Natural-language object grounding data
⁂
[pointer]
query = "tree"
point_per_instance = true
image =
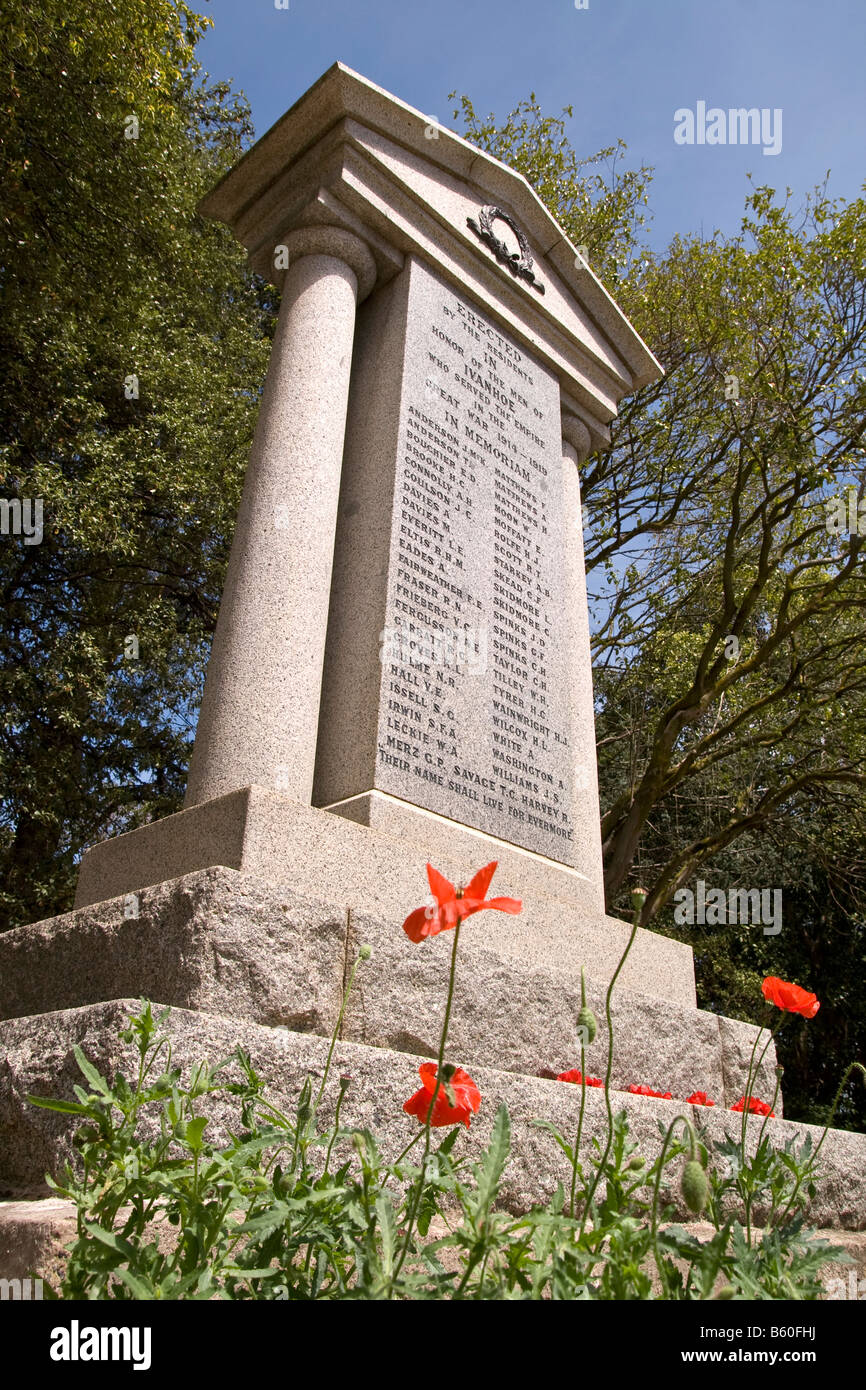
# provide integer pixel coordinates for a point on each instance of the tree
(730, 623)
(134, 342)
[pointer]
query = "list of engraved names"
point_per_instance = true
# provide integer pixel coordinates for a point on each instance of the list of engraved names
(474, 712)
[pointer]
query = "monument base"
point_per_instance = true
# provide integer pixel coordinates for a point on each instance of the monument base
(39, 1059)
(230, 944)
(332, 859)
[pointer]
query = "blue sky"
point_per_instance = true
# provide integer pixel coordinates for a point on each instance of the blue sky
(623, 66)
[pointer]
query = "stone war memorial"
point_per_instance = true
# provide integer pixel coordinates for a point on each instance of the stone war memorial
(401, 674)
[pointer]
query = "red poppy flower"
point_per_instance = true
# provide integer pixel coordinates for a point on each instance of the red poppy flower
(790, 997)
(755, 1107)
(466, 1094)
(455, 904)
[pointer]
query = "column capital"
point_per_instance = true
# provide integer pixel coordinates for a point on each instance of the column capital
(576, 434)
(339, 243)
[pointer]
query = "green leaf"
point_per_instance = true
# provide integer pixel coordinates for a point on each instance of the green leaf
(195, 1130)
(136, 1286)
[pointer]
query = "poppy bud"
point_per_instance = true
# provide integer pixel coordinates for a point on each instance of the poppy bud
(694, 1186)
(587, 1026)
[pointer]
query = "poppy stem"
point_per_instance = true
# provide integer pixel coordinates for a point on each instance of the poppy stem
(751, 1079)
(419, 1187)
(338, 1025)
(613, 979)
(812, 1161)
(580, 1125)
(654, 1228)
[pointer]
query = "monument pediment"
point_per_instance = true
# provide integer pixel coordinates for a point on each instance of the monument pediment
(350, 154)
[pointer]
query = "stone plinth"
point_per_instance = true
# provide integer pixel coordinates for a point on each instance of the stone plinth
(332, 859)
(232, 944)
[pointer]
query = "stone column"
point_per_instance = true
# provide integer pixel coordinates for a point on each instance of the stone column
(588, 843)
(260, 709)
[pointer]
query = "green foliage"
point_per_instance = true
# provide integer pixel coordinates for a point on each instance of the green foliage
(706, 521)
(293, 1208)
(106, 270)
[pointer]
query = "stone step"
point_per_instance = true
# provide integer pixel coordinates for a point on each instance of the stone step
(38, 1058)
(356, 868)
(227, 943)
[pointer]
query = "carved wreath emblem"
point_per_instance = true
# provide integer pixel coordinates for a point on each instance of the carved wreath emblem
(519, 263)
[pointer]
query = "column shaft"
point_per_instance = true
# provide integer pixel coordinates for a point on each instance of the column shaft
(260, 708)
(588, 841)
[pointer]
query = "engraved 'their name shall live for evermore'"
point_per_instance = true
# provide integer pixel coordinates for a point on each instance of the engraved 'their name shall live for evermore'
(477, 570)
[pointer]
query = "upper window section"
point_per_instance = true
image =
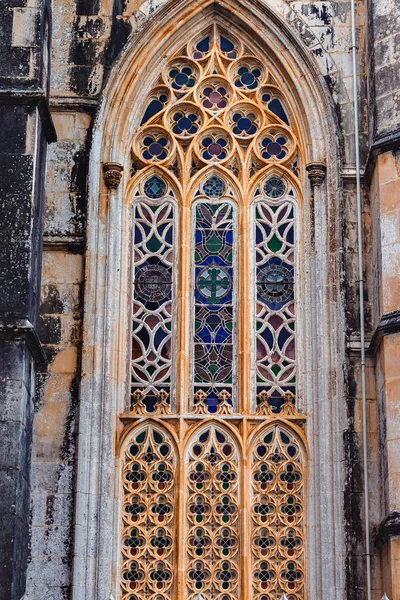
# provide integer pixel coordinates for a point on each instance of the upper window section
(216, 132)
⁂
- _WHAT YOU NEED TO DO_:
Would you please restate the records word for word, excluding any images?

- _TASK SOLUTION_:
[pointer]
query = "tree"
point_per_instance = true
image =
# provide integer pixel coordinates for a point on each instance of the tree
(730, 623)
(134, 342)
[pointer]
query = "list of engraved names"
point_per_instance = true
# provide integer pixel coordinates for a point on each instance of the list of engraved names
(474, 712)
[pointer]
query = "monument base"
point_per_instance = true
# provide integer pixel coordinates for a point on each instance of the monument base
(39, 1059)
(230, 944)
(332, 859)
[pointer]
query = "blue sky"
point_per_instance = true
# provide integer pixel coordinates for a point on each instance of the blue sky
(623, 66)
[pointer]
query = "stone war memorial"
point_per_instance = true
# provide integer pixel coordinates for a point on each instance of the stone war memorial
(401, 674)
[pointer]
query = "red poppy flower"
point_per_instance = true
# provide integer pixel coordinates for a point on each instance of the red poppy flower
(790, 997)
(755, 1107)
(466, 1094)
(455, 904)
[pointer]
query = "column capital"
point_per_instance = true
# provide integer pixel coordinates for a point on each instance of the column capital
(576, 434)
(339, 243)
[pointer]
query = "green leaf"
point_per_instance = true
# provide integer pixel coordinates for a point on each instance of the green leaf
(195, 1130)
(136, 1286)
[pointer]
query = "poppy bud"
point_per_instance = true
# provide integer pixel coordinates for a point on each instance of the poppy bud
(694, 1186)
(587, 1026)
[pointer]
query = "poppy stem"
point_per_instance = true
# provide integer pixel coordinates for a point on each instance of the poppy stem
(751, 1079)
(419, 1187)
(338, 1025)
(613, 979)
(812, 1161)
(580, 1125)
(654, 1228)
[pointer]
query = "monument pediment"
point_per_instance = true
# provide integer pixel coordinates for a point on each instance of the monument pediment
(350, 154)
[pointer]
query = "stone plinth"
point_per_instance = true
# provide integer pixel coordinates for a point on each instance of the stone plinth
(332, 859)
(232, 944)
[pointer]
query = "stone column"
point_per_instance = true
# provide integer pixel coordinates for a point on each instance of the stone column
(588, 843)
(260, 709)
[pointer]
query = "green foliage"
point_per_instance = true
# provide integer pixel coordinates for a point on each instance of the green foliage
(706, 521)
(293, 1208)
(106, 270)
[pointer]
query = "stone step"
point_per_instance = true
# provide integer pixel coordinates for a point on each instance of the stone step
(38, 1058)
(356, 868)
(227, 943)
[pointer]
query = "carved wreath emblem"
point_per_instance = true
# provide integer pixel coordinates for a point on each instance of the carved wreath emblem
(519, 263)
[pointer]
query = "column shaft"
point_per_instance = true
# provide integer pixel coordinates for a point on each instance of the column shaft
(260, 708)
(588, 841)
[pointer]
query = "engraved 'their name shall live for evermore'"
point_per_instance = true
# provide integer pixel coordinates for a point on each instance of the engraved 'their name shall live for evermore'
(477, 570)
[pointer]
query = "upper window section"
point_per_instance = true
image =
# provide integer pixel coordinates for a point on each instance of the upper window section
(216, 132)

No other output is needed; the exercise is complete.